====== Supplied text

I have a very odd query, i hope to Allah that someone will be able to help me.

I am a British Pakistani. I recently agreed with my parents to find a suitable partner for myself in Pakistan. I was at first really against this but I still agreed.

I have a really good education and therefore a really good job. I was hoping to find someone like me. With the help of Allah I did.

We then got engaged and planned the wedding for next year (2002). I then came back to the UK and my parents stayed behind in Pakistan. Thats when the problems began. The people who first informed us that the girl I was engaged to is perfect and God fearing and has learned the whole Quran by heart is now a 'whore'. So is her mum and sister!!!

I was shocked and obviously my parents and the girls side of the family.

After my engagement, I spent roughly 2weeks with this girl and her family on a daily basis, and Allah knows best that I did not find anything wrong with her.

I am now very confused and upset. On one hand my mum is ready to call of the engagement and is already looking for another girl. On the other hand my fiancee is crying to me on the phone everyday.

What can I do? I just can't leave her and get engaged again. The next time round someone else will say something about my new fiancee and then ill be back to square one!!!

I can't even imagine spending my life with someone else other than my present fiancee.

As anyone else had similar experiences? Are people in Pakistan like this? Do they enjoy ruining other peoples lives? Cant they see people happy? Are they too jealous to see this girl, who has lived and studied in near enough poverty suddenly move over to England and have a good life?

Can someone direct me to the right path? I feel like Im on the verge of loosing everything......All respect i had for women is rapidly dissapearing.....

Thanks for your time people.

Khuda-hafiz

Asif

Tayeb
26-03-2001, 12:48
Assalamu-alaikum brother:

I really don't want to dwell into this matters with depth on what "these" people state about your fiancee. What they are doing is a major sin and insha-Allah they'll be punished here and Hereafter. Surely there'll be more knowledgeable brothers and sisters in this Forum who'll advise you with strong Islamic evidence.

To put any blame on the honour of a Muslim sister is a major sin and punishable in severest terms. I'd advise you to follow the example of our Nabi Muhammad (s.a.w) and the false accusations that were made on the Mother of Muslims Hazrat Aisha (r.a.) and to refuse to accept the accusations unless proven to the contrary. The Islamic Law is quite clear and four witnesses are required to prove what they state and if proven to be false they should be severely punished.

============
====== Given entries

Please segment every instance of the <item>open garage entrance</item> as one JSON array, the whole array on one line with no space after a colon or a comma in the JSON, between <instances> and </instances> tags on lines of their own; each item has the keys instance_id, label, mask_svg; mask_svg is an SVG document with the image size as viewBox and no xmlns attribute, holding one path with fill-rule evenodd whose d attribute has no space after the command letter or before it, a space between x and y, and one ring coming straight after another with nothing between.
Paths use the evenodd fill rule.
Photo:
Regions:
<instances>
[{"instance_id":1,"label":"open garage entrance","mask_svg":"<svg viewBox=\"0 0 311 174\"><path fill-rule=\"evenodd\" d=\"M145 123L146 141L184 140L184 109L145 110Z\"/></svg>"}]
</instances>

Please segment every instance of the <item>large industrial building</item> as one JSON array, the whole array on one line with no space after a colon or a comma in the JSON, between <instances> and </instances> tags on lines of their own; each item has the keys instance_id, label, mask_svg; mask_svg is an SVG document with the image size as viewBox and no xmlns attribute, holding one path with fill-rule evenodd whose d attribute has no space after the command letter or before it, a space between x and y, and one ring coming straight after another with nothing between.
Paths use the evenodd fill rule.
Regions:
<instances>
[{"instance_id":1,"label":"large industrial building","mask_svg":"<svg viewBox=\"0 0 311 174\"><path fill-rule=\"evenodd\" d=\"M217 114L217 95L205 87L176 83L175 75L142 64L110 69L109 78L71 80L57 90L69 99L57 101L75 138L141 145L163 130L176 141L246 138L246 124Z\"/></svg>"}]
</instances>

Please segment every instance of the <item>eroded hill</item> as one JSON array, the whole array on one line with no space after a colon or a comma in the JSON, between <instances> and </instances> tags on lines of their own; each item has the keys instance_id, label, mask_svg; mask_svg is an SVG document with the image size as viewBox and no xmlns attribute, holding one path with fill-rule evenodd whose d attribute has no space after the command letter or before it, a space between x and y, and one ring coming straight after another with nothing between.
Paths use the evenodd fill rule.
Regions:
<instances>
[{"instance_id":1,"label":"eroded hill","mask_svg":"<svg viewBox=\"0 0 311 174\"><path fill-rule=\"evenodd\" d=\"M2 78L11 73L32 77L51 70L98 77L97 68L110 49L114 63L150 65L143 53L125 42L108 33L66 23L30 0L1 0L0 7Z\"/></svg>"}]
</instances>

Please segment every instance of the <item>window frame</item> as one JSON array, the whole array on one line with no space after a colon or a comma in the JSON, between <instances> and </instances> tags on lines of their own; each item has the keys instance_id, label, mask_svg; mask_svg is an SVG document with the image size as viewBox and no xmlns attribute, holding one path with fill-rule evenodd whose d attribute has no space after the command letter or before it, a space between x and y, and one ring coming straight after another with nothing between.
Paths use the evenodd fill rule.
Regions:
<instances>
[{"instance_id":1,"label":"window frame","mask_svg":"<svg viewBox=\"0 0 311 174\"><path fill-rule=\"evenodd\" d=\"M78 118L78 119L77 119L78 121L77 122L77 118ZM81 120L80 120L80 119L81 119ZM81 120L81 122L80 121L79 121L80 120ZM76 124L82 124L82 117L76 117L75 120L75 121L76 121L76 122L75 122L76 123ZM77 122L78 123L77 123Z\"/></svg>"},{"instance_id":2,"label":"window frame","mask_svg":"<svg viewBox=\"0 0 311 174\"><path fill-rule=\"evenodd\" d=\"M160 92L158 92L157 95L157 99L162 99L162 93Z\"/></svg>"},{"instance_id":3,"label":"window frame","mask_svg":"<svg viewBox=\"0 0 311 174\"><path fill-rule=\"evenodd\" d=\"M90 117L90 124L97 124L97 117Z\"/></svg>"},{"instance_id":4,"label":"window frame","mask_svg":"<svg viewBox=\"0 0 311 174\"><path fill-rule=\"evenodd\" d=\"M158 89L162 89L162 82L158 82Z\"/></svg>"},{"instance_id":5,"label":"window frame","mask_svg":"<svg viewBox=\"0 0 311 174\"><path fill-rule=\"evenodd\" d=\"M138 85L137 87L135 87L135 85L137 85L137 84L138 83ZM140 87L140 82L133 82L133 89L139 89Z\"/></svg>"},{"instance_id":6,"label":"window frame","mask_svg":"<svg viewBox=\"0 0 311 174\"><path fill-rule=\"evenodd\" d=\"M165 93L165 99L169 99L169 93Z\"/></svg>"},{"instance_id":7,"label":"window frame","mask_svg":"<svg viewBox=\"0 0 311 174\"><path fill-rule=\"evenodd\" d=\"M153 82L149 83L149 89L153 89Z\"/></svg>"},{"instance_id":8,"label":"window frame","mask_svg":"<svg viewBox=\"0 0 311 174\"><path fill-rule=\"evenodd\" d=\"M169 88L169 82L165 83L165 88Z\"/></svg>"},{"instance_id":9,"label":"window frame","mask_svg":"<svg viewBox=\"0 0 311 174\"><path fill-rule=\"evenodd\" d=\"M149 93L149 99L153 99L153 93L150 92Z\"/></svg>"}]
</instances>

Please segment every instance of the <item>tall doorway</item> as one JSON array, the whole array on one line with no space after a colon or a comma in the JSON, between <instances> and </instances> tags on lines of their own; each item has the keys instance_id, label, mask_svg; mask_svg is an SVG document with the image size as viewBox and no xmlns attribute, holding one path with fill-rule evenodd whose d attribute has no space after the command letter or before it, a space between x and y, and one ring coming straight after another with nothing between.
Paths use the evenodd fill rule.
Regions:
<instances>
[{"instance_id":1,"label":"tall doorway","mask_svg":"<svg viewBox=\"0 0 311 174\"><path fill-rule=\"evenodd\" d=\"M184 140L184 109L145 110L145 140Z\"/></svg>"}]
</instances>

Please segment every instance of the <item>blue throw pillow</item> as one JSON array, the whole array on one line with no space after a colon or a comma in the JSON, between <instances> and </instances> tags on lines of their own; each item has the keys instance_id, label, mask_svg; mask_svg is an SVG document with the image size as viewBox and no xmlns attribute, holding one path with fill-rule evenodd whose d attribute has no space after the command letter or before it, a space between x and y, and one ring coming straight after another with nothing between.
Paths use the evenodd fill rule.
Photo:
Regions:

============

Problems:
A – Please reproduce everything in the forum thread about the engagement from "After my engagement, I" down to "the phone everyday.".
B – Write the next part of the forum thread about the engagement, picking up after its final sentence.
The data above is separate material and is not part of the forum thread about the engagement.

Responses in order:
A –
After my engagement, I spent roughly 2weeks with this girl and her family on a daily basis, and Allah knows best that I did not find anything wrong with her.

I am now very confused and upset. On one hand my mum is ready to call of the engagement and is already looking for another girl. On the other hand my fiancee is crying to me on the phone everyday.

B –
I place Allah as a Witness and I think these people who are advising you are commiting a major sin and had they been in a country where Shariah is applied you could have taken them to Court and force an adequate punishment on them. Hence, I believe it's a great Gift of Allah we have been given in Shariah an adequate treatment of these criminals - as they are nothing but that. Don't make your fiancee - and my sister in Islam - suffer in vain and win her heart and marry her as these criminals are surely falsifying all the matters.

I married my cousin who was poor financially and uneducated compared with me (no accusations were made against her by the Grace of Allah as Allah forgive me I'd cut off the heads of any such a criminal). I'm an engineer by profession and Alhamdulillah I am the happiest of men and thank Allah for having blessed me with such a marriage. You as an educated man should not be influenced by unfounded accusations.

Please forgive me for such long posting. My blood is boiling in reading such accusations against a sister in Islam :-( I thought I wouldn't post anything and let others respond. But really literally my blood is boiling.... How low people can be? Rest assured is nothing to do with Pakistan but the type of people you unfortunately came to know... In Pakistan live some of the greatest Muslims and I've have also family there who are working for the sake of Allah and do their bit for Islam - the Great Gift Allah gave us - the Religion of True Path!

Wa-salaam,
Tayeb

Om_Mohammed
09-04-2001, 14:20
Assalaamu alaikum.

Brother Tayeb is really so right in all that he has said, and his suggestion that you follow the example of our beloved prophet, at his time which was similar to your situation now. SubhanAllah...surely Allah was so wise in advising us that in the Messenger of Allah we have an excellent exempler! He was so wise and foresighted...to give the messenger trials and problems to live through, setting for all of mankind of all ages an example by which to look to for guidance.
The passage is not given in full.